By Renee Palagyi, Senior Disaster Program Manager
It seems that all we hear of late is “COVID-19,” and many wonder if it has taken the place of our normal American Red Cross activities. It has NOT! Residents experiencing fires continue to be assisted both on scene and in follow-up casework.
I am taking a moment today to emphasize the work being done by our incredible Disaster Health Services team. This group of volunteer nurses—most of whom are still employed full-time in roles ranging from pediatrics to geriatric nurse practitioner—continue to help our disaster clients who have lost medications, durable medical equipment, glasses, etc. We have new graduates, retirees and everyone in between, each bringing his or her personal gift of nursing knowledge and caring to bear through remote client contact.
Beginning March 14, several members of the team took on an additional task of “Disaster Action Team (DAT) Responder Screening.” Each responder in the Northeast Ohio region was called and asked a series of questions, provided guidelines on increased virus risk based on certain medical conditions and asked if they were still willing to continue to respond to clients in need. The professional approach of our nurses helped allay fears while providing solid information based on Centers for Disease Control and Prevention guidelines.

■ Stored data entries
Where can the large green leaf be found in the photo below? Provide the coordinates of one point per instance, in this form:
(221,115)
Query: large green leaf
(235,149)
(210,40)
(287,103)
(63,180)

■ What to work on
Write out the part of the Red Cross nursing article that opens with the words "I am taking" and closes with "remote client contact.". Work from the Red Cross nursing article alone.

■ Your response
I am taking a moment today to emphasize the work being done by our incredible Disaster Health Services team. This group of volunteer nurses—most of whom are still employed full-time in roles ranging from pediatrics to geriatric nurse practitioner—continue to help our disaster clients who have lost medications, durable medical equipment, glasses, etc. We have new graduates, retirees and everyone in between, each bringing his or her personal gift of nursing knowledge and caring to bear through remote client contact.